## BEGIN

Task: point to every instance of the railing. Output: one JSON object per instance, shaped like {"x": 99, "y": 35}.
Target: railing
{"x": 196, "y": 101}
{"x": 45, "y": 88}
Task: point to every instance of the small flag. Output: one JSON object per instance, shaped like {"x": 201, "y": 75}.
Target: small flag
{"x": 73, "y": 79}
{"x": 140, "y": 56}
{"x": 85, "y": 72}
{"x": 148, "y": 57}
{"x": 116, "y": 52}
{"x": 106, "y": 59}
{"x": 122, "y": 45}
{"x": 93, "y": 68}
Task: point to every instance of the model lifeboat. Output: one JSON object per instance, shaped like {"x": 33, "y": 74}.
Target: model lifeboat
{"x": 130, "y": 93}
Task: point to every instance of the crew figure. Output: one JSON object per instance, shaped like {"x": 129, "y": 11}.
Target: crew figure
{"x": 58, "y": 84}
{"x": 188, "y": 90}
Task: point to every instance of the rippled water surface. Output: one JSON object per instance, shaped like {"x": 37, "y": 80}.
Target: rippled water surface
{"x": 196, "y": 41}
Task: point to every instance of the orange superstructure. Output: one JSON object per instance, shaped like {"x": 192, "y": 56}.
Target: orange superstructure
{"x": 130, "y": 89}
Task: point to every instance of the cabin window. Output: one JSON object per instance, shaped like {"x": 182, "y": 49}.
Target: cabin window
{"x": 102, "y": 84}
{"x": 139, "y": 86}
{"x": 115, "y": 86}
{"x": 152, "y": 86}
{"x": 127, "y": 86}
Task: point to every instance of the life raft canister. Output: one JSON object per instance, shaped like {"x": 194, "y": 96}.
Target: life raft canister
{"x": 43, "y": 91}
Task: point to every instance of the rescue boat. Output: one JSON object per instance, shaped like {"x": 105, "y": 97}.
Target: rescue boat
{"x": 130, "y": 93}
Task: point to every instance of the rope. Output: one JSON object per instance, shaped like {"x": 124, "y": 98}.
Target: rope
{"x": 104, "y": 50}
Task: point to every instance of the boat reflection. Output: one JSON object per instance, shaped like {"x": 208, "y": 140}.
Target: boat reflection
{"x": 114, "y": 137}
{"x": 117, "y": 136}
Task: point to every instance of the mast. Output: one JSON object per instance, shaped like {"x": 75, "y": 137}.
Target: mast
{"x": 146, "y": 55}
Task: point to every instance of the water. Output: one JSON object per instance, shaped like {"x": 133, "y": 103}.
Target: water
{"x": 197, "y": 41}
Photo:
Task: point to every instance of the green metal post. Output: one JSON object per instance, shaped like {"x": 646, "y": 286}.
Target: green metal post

## END

Could you present the listing above as a numbered list, leaving out any blank lines?

1. Task: point to every instance of the railing. Output: one JSON object per instance, shaped like {"x": 99, "y": 35}.
2. Target: railing
3. {"x": 196, "y": 101}
4. {"x": 45, "y": 88}
5. Task: point to every instance of the small flag. Output: one JSON object per instance, shaped like {"x": 201, "y": 75}.
6. Target: small flag
7. {"x": 73, "y": 79}
8. {"x": 140, "y": 56}
9. {"x": 85, "y": 72}
10. {"x": 148, "y": 57}
11. {"x": 116, "y": 52}
12. {"x": 106, "y": 59}
13. {"x": 122, "y": 45}
14. {"x": 93, "y": 68}
15. Task: point to every instance of the model lifeboat. Output: one JSON object per instance, shaped like {"x": 33, "y": 74}.
16. Target: model lifeboat
17. {"x": 130, "y": 93}
18. Task: point to every instance of the crew figure. Output: one JSON object per instance, shaped like {"x": 129, "y": 11}.
19. Target: crew figure
20. {"x": 58, "y": 84}
21. {"x": 188, "y": 90}
22. Task: point to every instance of the rippled water surface. Output: one JSON object per instance, shaped like {"x": 37, "y": 80}.
23. Target: rippled water surface
24. {"x": 196, "y": 41}
25. Task: point to every instance of the orange superstructure. Output: one JSON object per instance, shaped like {"x": 192, "y": 56}.
26. Target: orange superstructure
27. {"x": 130, "y": 89}
28. Task: point to every instance of the cabin window. Output: one JSON object per instance, shaped like {"x": 182, "y": 49}.
29. Target: cabin window
30. {"x": 102, "y": 84}
31. {"x": 139, "y": 86}
32. {"x": 115, "y": 86}
33. {"x": 152, "y": 86}
34. {"x": 127, "y": 86}
35. Task: point to every instance of the life raft canister. Output: one JSON object per instance, shaped like {"x": 194, "y": 96}.
36. Target: life raft canister
37. {"x": 43, "y": 91}
38. Task: point to every instance of the rescue boat. Output: one JSON object per instance, shaped like {"x": 105, "y": 97}.
39. Target: rescue boat
40. {"x": 130, "y": 93}
41. Task: point to every instance of the rope. Output: one JSON object per instance, shaped like {"x": 124, "y": 98}.
42. Target: rope
43. {"x": 104, "y": 50}
44. Task: point to every instance of the boat reflection. Output: one JSON object per instance, shaped like {"x": 208, "y": 140}.
45. Target: boat reflection
46. {"x": 114, "y": 137}
47. {"x": 117, "y": 136}
48. Task: point to every instance of the mast. Output: one JSON object per instance, shaped like {"x": 75, "y": 137}.
49. Target: mast
50. {"x": 146, "y": 55}
51. Task: point to every instance of the water. Output: one JSON object per instance, shaped like {"x": 133, "y": 103}.
52. Target: water
53. {"x": 197, "y": 41}
54. Photo:
55. Task: point to every instance of the green metal post. Output: one JSON object per instance, shaped like {"x": 646, "y": 286}.
56. Target: green metal post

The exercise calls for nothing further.